───── Extrait du document

Mme Ariane Wisard-Blum (Ve). Les Verts ne s'opposeront certainement pas à la recevabilité de cette initiative, toutes les conditions étant remplies pour que celle-ci puisse passer devant le peuple. Par contre, cette initiative, basée sur la peur du changement, qui s'appuie sur le principe «c'était mieux avant ou de mon temps», sera combattue avec énergie par les Verts, comme décidé lors d'une récente assemblée générale.
Une fois de plus, le débat sur l'école ne se résumera qu'à l'aspect "notes ou pas notes", une vision bien réductrice face aux enjeux de l'école en ce début de 21e siècle, confrontée à une société plus évolutive que jamais. Rappelons-le, la réforme tant combattue par cette initiative ne touche que l'enseignement primaire et a pour but principal de combattre l'échec scolaire. L'initiative lancée par l'ARLE, soutenue par les radicaux, demande de figer dans la loi le principe des notes, au détriment d'autres évaluations, exigeantes et formatives, plus profitables aux élèves et aux parents.
Autre réforme attaquée par l'initiative, les cycles de quatre ans. Initialement prévus, ces cycles de quatre ans permettent de mieux respecter le rythme des enfants. Il est raisonnable de penser que les capacités d'apprentissage ne soient pas identiques pour chaque individu entre quatre et douze ans. Il s'agit donc de laisser du temps pour atteindre les objectifs fixés aux enfants rencontrant des difficultés ou, au contraire, de respecter ceux qui disposent de plus de facilité pour progresser plus rapidement.
Cette initiative obligerait plus de la moitié des établissements scolaires déjà engagés dans la réforme à faire marche arrière. Cela entraînerait bien des déceptions et démotiverait de nombreux enseignants impliqués dans cette démarche, depuis dix ans pour certains. Sous prétexte que la société est exigeante, certains voudraient déjà sélectionner dans les petits degrés, car un chiffre n'est utile que pour classer, comparer et sélectionner.

──────────
───── Section des données

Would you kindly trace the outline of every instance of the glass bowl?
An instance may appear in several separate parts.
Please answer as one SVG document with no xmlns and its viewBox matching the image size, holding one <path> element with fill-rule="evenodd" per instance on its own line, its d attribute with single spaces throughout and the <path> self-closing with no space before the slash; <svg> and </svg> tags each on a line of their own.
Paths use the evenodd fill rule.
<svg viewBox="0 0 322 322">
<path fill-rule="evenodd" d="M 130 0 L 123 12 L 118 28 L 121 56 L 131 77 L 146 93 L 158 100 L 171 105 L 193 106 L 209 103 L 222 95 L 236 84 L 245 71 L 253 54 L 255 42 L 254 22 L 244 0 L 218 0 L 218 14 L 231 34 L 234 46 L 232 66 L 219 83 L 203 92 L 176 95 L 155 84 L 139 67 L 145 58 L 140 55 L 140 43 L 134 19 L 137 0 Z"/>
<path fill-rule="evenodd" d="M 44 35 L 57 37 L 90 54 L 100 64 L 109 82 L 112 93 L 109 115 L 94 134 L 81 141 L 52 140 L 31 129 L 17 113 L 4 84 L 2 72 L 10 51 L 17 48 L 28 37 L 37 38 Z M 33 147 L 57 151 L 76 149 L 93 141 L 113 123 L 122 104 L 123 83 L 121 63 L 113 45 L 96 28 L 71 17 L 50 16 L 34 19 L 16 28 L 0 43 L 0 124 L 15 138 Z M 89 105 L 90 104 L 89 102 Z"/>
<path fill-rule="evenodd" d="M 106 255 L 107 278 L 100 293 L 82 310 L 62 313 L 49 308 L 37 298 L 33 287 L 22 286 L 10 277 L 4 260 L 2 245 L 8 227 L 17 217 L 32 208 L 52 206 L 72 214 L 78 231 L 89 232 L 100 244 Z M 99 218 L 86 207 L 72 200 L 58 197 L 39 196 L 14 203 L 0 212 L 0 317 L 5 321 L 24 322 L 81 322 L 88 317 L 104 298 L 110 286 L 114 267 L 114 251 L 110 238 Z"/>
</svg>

──────────

→ Consignes de l'exercice:
1 - Répondez brièvement aux questions suivantes à partir de l'intervention sur l'initiative scolaire.
(a) Selon l'intervention, quel seul ordre d'enseignement la réforme combattue par l'initiative touche-t-elle ?
(b) Quelle durée ont les cycles attaqués par l'initiative ?
(c) Quelle part des établissements scolaires l'initiative obligerait-elle à faire marche arrière ?
2 - Poursuivez l'intervention sur l'initiative scolaire après sa dernière phrase.

→ Réponses par tâche:
1 -
(a) L'enseignement primaire.
(b) Quatre ans.
(c) Plus de la moitié des établissements scolaires déjà engagés dans la réforme.

2 -
Les Verts restent toutefois ouverts au débat et défendront le principe d'une école non sélective, égalitaire et évolutive, d'autant plus qu'il s'agit de l'école obligatoire. Nous attendons donc avec impatience le contre-projet du Conseil d'Etat qui défendra, nous l'espérons, les mêmes valeurs républicaines.
M. Christian Brunier (S). Nous enregistrons tout d'abord la volonté populaire, fortement affirmée à travers cette initiative, de se prononcer ou du moins de débattre sur le thème de l'école, ce qui est plutôt réjouissant. La recevabilité de cette initiative est certainement légitime, quoique mélanger la réintroduction des notes avec l'arrêt d'une réforme est certainement une vision très flexible de l'unité de la matière. Mais lorsqu'une initiative est - certainement ! - recevable, je crois que c'est le moment de réfléchir à l'utilisation ou non d'un contre-projet. C'est aussi l'une des questions qui se posera très rapidement en commission.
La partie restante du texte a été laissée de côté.